WHAT YOU SHOULD DO: Print each of the following lines word for word, with nothing changed.

DATA PROVIDED:
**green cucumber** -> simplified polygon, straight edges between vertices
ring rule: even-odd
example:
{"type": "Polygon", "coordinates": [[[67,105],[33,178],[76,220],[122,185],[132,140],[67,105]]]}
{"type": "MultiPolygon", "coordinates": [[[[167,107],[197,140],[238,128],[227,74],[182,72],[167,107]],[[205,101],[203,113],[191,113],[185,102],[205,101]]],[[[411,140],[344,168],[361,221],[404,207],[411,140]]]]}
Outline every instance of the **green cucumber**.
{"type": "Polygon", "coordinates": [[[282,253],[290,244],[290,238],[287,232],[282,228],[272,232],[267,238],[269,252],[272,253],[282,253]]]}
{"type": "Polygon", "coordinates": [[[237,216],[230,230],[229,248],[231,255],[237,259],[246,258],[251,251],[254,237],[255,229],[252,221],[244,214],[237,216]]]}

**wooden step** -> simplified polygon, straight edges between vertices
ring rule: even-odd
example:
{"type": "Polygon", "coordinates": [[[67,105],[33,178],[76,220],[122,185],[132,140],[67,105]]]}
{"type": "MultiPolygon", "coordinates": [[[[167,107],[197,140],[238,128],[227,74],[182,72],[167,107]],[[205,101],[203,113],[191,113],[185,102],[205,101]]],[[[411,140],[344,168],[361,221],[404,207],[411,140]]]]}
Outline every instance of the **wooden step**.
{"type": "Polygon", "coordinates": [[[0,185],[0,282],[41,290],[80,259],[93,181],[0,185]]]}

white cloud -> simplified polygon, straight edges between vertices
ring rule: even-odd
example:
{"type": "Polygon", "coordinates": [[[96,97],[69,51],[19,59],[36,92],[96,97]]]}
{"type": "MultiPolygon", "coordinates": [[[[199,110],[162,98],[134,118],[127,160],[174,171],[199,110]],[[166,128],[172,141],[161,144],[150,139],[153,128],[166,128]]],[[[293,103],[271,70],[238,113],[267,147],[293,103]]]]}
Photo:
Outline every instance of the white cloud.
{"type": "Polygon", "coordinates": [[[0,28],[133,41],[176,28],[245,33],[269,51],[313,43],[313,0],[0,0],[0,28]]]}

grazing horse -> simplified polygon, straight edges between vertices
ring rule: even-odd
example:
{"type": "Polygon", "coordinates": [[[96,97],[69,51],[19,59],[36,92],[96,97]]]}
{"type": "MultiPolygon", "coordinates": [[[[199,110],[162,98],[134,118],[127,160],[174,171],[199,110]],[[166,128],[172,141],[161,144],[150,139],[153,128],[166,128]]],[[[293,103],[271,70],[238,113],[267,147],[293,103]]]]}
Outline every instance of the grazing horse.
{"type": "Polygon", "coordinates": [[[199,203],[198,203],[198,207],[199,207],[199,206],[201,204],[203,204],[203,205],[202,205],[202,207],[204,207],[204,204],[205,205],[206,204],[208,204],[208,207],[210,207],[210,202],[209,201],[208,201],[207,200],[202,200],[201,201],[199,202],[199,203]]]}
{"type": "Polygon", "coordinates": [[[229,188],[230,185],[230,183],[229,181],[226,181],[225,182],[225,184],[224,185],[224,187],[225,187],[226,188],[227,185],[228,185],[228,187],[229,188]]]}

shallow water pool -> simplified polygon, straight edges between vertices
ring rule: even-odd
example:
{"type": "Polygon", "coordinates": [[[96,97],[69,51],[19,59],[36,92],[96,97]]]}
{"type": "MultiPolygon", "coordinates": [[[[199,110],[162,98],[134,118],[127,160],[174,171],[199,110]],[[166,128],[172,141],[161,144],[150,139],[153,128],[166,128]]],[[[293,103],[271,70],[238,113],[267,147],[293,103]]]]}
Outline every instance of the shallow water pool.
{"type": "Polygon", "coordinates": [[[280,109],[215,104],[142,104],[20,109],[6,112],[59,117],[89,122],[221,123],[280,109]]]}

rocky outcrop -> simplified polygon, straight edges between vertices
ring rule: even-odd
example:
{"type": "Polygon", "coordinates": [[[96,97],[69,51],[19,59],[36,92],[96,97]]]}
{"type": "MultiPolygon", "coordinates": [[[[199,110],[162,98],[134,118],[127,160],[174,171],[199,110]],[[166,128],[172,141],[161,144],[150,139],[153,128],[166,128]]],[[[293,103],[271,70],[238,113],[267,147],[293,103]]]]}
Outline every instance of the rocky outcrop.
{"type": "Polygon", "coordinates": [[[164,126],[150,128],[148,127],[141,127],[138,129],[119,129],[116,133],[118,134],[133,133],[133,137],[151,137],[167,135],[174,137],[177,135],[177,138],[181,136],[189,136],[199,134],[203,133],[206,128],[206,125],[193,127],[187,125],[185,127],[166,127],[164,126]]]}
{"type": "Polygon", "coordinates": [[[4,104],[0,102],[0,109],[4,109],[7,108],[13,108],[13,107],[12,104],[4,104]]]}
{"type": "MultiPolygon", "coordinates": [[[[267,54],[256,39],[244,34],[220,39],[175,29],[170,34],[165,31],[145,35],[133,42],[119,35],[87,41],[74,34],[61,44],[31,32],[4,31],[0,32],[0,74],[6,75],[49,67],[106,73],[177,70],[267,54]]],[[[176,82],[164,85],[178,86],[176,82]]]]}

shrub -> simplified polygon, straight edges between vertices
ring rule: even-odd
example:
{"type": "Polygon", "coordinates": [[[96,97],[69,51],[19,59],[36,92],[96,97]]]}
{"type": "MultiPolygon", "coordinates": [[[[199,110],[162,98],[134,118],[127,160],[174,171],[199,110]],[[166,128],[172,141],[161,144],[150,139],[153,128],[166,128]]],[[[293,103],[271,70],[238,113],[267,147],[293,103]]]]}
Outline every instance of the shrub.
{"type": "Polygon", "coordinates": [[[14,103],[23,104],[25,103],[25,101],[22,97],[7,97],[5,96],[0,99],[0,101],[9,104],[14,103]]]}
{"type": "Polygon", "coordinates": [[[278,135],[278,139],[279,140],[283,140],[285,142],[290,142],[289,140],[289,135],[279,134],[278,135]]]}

EXERCISE ANSWER:
**green cucumber** -> simplified polygon, straight edges between vertices
ring rule: even-odd
example:
{"type": "Polygon", "coordinates": [[[67,105],[33,178],[76,220],[122,185],[132,140],[67,105]]]}
{"type": "MultiPolygon", "coordinates": [[[[167,107],[197,140],[238,128],[227,74],[182,72],[167,107]],[[205,101],[203,113],[191,113],[185,102],[205,101]]],[[[411,140],[344,168],[361,221],[404,207],[411,140]]]]}
Outline every instance of the **green cucumber**.
{"type": "Polygon", "coordinates": [[[282,253],[290,244],[290,238],[287,232],[282,228],[272,232],[267,238],[269,252],[272,253],[282,253]]]}
{"type": "Polygon", "coordinates": [[[237,216],[230,230],[229,248],[231,255],[237,259],[246,258],[251,251],[254,237],[255,229],[252,221],[244,214],[237,216]]]}

**wooden step** -> simplified polygon, straight edges between vertices
ring rule: even-odd
example:
{"type": "Polygon", "coordinates": [[[67,105],[33,178],[76,220],[122,185],[132,140],[67,105]]]}
{"type": "MultiPolygon", "coordinates": [[[[167,107],[197,140],[238,128],[227,74],[182,72],[167,107]],[[205,101],[203,113],[191,113],[185,102],[205,101]]],[[[411,140],[344,168],[361,221],[404,207],[411,140]]]]}
Outline every instance of the **wooden step**.
{"type": "Polygon", "coordinates": [[[0,185],[0,282],[41,290],[80,259],[93,181],[0,185]]]}

white cloud -> simplified polygon, straight edges between vertices
ring rule: even-odd
example:
{"type": "Polygon", "coordinates": [[[96,97],[69,51],[19,59],[36,92],[96,97]]]}
{"type": "MultiPolygon", "coordinates": [[[[199,110],[162,98],[134,118],[127,160],[174,171],[199,110]],[[166,128],[172,141],[161,144],[150,139],[153,128],[166,128]]],[[[293,103],[271,70],[238,113],[267,147],[293,103]]]]}
Photo:
Outline every instance of the white cloud.
{"type": "Polygon", "coordinates": [[[0,28],[133,41],[176,28],[245,33],[269,51],[313,43],[313,0],[0,0],[0,28]]]}

grazing horse -> simplified polygon, straight edges between vertices
ring rule: even-odd
example:
{"type": "Polygon", "coordinates": [[[96,97],[69,51],[19,59],[36,92],[96,97]]]}
{"type": "MultiPolygon", "coordinates": [[[[199,110],[162,98],[134,118],[127,160],[174,171],[199,110]],[[166,128],[172,141],[161,144],[150,139],[153,128],[166,128]]],[[[293,103],[271,70],[238,113],[267,147],[293,103]]]]}
Outline every instance of the grazing horse.
{"type": "Polygon", "coordinates": [[[199,203],[198,203],[198,207],[199,207],[199,206],[201,204],[203,204],[203,205],[202,205],[202,207],[204,207],[204,204],[205,205],[206,204],[208,204],[208,207],[210,207],[210,202],[209,201],[208,201],[207,200],[202,200],[201,201],[199,202],[199,203]]]}
{"type": "Polygon", "coordinates": [[[229,188],[230,185],[230,183],[229,181],[226,181],[225,182],[225,184],[224,185],[224,187],[225,187],[226,188],[227,185],[228,185],[228,187],[229,188]]]}

shallow water pool -> simplified polygon, straight edges between vertices
ring rule: even-odd
example:
{"type": "Polygon", "coordinates": [[[96,97],[69,51],[19,59],[36,92],[96,97]]]}
{"type": "MultiPolygon", "coordinates": [[[[199,110],[162,98],[134,118],[127,160],[174,171],[199,110]],[[166,128],[172,141],[161,144],[150,139],[153,128],[166,128]]],[[[293,103],[271,70],[238,113],[267,147],[293,103]]]]}
Outline every instance of the shallow water pool.
{"type": "Polygon", "coordinates": [[[280,109],[215,104],[142,104],[20,109],[6,112],[59,117],[89,122],[221,123],[280,109]]]}

rocky outcrop -> simplified polygon, straight edges between vertices
ring rule: even-odd
example:
{"type": "Polygon", "coordinates": [[[96,97],[69,51],[19,59],[36,92],[96,97]]]}
{"type": "MultiPolygon", "coordinates": [[[[199,110],[162,98],[134,118],[127,160],[174,171],[199,110]],[[166,128],[172,141],[161,144],[150,139],[153,128],[166,128]]],[[[293,103],[271,70],[238,113],[267,147],[293,103]]]]}
Outline every instance of the rocky outcrop.
{"type": "Polygon", "coordinates": [[[164,126],[150,128],[148,127],[141,127],[138,129],[119,129],[116,133],[118,134],[133,133],[133,137],[151,137],[167,135],[174,137],[177,135],[177,138],[181,136],[189,136],[199,134],[203,133],[206,128],[206,125],[193,127],[187,125],[185,127],[166,127],[164,126]]]}
{"type": "Polygon", "coordinates": [[[4,104],[0,102],[0,109],[4,109],[7,108],[13,108],[13,107],[12,104],[4,104]]]}
{"type": "MultiPolygon", "coordinates": [[[[267,54],[256,39],[244,34],[220,39],[175,29],[170,34],[165,31],[145,35],[133,42],[119,35],[87,41],[74,34],[61,44],[31,32],[4,31],[0,32],[0,74],[6,75],[49,67],[106,73],[177,70],[267,54]]],[[[176,82],[164,85],[178,86],[176,82]]]]}

shrub -> simplified polygon, straight edges between vertices
ring rule: even-odd
example:
{"type": "Polygon", "coordinates": [[[96,97],[69,51],[19,59],[36,92],[96,97]]]}
{"type": "MultiPolygon", "coordinates": [[[[199,110],[162,98],[134,118],[127,160],[174,171],[199,110]],[[166,128],[172,141],[161,144],[150,139],[153,128],[166,128]]],[[[293,103],[271,70],[238,113],[267,147],[293,103]]]]}
Outline every instance of the shrub.
{"type": "Polygon", "coordinates": [[[14,103],[23,104],[25,103],[25,101],[22,97],[7,97],[5,96],[0,99],[0,101],[9,104],[14,103]]]}
{"type": "Polygon", "coordinates": [[[278,135],[278,139],[279,140],[283,140],[285,142],[290,142],[289,140],[289,135],[279,134],[278,135]]]}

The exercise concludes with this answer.